Exercise requirements - Rewrite the lines below from the one containing "Where can the dark blue" through the last line, requests included. Scale every point coordinate in the answers by 2.55 and round each result to a whole number, with halves rounded up.

[Dataset records]
══════════════════════════════

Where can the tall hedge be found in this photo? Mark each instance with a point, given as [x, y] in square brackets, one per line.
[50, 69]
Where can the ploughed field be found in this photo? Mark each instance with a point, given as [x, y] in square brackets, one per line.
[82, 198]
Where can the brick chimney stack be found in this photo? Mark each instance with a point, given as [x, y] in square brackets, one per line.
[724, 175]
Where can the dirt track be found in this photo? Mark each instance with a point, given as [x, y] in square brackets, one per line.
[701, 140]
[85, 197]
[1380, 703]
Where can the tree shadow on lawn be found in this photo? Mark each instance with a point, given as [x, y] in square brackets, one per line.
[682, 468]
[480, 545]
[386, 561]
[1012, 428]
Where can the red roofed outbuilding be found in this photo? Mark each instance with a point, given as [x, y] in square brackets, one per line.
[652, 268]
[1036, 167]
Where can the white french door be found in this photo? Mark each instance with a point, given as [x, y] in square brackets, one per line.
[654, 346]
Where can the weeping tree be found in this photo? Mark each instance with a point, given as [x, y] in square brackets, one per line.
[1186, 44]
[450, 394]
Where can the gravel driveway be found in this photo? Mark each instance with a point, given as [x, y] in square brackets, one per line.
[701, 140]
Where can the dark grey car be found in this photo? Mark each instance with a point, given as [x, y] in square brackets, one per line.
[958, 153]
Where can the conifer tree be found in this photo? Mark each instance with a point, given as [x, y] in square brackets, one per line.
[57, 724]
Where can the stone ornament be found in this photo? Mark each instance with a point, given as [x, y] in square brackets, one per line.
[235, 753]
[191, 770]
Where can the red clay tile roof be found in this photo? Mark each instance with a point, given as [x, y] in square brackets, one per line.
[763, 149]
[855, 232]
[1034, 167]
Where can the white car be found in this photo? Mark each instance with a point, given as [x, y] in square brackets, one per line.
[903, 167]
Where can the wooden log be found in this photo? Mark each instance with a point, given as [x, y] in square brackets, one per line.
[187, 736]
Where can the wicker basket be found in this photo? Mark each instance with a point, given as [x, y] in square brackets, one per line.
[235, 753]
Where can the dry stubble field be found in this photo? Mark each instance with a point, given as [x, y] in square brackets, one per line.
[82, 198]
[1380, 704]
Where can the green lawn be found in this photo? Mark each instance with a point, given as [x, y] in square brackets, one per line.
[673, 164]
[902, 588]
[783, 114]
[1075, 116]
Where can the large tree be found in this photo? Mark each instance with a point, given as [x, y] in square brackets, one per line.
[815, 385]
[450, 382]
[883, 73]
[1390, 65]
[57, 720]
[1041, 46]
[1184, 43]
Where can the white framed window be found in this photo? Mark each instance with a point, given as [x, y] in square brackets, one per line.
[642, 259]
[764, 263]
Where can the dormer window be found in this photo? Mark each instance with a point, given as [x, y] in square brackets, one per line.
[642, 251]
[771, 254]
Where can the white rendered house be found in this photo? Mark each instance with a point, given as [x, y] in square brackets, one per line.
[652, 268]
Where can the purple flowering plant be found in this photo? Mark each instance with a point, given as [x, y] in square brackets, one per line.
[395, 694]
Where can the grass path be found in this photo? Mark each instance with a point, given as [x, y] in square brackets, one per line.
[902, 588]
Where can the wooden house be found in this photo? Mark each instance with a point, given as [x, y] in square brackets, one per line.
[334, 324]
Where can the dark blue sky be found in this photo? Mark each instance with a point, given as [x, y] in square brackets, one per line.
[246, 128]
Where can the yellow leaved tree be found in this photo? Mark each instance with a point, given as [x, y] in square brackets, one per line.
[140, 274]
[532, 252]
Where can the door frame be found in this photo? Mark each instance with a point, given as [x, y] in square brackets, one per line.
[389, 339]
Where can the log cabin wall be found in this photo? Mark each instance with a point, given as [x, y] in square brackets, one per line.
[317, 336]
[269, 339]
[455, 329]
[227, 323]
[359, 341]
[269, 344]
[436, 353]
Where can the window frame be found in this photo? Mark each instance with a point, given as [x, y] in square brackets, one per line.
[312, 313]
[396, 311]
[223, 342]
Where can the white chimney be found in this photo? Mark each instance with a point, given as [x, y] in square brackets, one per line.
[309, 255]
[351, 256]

══════════════════════════════

Solved exercise -
Where can the dark blue sky be found in this photo? Mark each instance with a point, given as [x, y] in square brackets, one per line.
[627, 326]
Where can the yellow leaved tree be found in this photo? Mark each instance with a point, given as [x, y] in square brackets, one per line.
[357, 699]
[1357, 643]
Where can the door frame be found in this photo? Mark each instance with a point, given as [x, y] in square brackets, one per line.
[992, 864]
Where can the log cabin wall be found in this photo? Mark each instance with a point, given as [x, y] in square brackets, one per line.
[808, 857]
[686, 864]
[1160, 839]
[579, 824]
[915, 870]
[686, 877]
[1112, 900]
Where can the window frame be found in this photo? Mark each instance with a point, given as [x, y] in square brackets, one per line.
[796, 798]
[1010, 793]
[569, 872]
Where can the white chimney be found in this photo? Mark each instance with a point, given as [x, y] in square brackets, one per line.
[788, 650]
[895, 653]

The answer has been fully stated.